> Aim of the exercise: In the material below, copy the stretch from the line containing "of the white" through the line containing "<point>949,85</point>" without any changes, including both of those lines.

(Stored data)
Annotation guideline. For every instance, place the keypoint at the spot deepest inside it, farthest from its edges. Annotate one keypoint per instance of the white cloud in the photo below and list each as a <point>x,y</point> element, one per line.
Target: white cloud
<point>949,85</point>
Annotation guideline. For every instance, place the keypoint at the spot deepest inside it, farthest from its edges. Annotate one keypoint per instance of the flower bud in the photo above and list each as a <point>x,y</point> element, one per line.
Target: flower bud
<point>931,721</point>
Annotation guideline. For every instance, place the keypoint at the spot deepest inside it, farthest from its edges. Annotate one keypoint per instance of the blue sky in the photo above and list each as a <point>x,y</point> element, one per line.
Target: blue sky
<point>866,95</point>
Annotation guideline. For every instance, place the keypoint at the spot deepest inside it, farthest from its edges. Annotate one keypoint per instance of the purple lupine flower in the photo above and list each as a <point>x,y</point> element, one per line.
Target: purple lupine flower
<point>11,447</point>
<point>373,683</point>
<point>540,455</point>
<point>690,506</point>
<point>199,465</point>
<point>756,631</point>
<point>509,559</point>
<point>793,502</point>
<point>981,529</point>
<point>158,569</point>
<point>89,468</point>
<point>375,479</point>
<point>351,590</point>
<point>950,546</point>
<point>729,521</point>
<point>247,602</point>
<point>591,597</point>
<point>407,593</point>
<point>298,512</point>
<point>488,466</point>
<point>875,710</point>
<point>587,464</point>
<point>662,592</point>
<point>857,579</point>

--

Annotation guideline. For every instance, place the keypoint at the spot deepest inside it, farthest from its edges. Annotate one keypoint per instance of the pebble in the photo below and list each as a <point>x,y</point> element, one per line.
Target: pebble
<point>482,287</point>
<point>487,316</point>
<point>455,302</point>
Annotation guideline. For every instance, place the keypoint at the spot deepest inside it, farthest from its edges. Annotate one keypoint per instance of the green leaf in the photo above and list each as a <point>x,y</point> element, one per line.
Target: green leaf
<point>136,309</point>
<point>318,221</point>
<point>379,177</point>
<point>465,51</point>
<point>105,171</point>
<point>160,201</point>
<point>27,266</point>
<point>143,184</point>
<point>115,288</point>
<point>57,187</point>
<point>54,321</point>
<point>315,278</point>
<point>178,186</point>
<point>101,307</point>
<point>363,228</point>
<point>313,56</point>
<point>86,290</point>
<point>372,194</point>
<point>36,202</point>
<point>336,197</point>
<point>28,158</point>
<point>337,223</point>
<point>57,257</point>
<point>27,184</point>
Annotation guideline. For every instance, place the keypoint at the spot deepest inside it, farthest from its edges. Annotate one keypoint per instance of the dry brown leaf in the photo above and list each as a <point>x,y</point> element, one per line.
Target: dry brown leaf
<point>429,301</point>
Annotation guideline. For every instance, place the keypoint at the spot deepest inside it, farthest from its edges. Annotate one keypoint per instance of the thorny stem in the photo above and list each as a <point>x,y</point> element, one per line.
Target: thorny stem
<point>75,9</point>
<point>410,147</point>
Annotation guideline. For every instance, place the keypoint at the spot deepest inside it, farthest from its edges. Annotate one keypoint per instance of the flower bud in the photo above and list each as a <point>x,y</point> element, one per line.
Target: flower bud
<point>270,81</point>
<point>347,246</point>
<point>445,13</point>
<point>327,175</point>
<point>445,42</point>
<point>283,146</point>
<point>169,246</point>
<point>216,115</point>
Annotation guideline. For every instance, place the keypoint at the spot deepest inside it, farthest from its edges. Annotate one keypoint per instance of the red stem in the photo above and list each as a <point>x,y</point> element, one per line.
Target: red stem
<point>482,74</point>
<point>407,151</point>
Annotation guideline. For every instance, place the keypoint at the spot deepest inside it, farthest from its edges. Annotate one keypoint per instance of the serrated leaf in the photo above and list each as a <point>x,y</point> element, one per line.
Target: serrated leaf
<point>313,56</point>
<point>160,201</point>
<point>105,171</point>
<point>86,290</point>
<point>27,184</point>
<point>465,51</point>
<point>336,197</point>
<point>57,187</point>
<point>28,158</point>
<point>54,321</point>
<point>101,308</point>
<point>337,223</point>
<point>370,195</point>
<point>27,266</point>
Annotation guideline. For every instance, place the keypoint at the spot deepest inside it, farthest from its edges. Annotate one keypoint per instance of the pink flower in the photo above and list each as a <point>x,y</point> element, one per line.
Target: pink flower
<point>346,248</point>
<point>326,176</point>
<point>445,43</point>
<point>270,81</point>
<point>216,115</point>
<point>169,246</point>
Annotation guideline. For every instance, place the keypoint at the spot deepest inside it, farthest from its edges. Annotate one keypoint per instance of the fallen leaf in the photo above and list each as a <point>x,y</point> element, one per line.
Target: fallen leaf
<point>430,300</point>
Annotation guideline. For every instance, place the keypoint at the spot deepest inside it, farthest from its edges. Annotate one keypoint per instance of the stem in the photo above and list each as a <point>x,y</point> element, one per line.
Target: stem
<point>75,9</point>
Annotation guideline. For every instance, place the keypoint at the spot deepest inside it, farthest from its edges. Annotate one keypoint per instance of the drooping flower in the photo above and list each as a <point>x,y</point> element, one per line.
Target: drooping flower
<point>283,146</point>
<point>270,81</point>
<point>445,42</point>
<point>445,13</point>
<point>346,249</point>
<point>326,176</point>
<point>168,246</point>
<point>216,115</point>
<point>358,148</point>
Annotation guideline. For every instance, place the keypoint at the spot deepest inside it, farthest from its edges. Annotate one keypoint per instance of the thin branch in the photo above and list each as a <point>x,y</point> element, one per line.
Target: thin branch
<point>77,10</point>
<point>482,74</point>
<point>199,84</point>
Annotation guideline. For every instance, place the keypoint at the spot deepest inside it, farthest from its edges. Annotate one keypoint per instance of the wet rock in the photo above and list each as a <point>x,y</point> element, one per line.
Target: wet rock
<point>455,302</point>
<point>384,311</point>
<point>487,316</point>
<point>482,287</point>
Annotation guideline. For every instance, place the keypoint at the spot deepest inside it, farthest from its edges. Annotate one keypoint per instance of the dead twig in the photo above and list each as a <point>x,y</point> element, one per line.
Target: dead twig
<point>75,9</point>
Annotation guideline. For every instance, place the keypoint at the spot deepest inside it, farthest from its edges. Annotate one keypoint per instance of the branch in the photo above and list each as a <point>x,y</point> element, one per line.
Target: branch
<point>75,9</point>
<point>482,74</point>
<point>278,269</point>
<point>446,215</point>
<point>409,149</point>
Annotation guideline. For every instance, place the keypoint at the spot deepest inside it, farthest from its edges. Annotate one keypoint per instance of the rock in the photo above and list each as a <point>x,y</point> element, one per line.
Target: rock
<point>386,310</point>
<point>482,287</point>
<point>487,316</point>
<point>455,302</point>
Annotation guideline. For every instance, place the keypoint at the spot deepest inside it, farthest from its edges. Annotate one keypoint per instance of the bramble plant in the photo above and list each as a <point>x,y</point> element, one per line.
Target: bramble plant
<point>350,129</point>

> Full output:
Annotation guideline. For every instance, place the keypoint at the spot deepest inside it, farthest from its edges. Annotate one keypoint per instance of the white cloud in the photo below and list each as a <point>x,y</point> element, one per line.
Target: white cloud
<point>949,85</point>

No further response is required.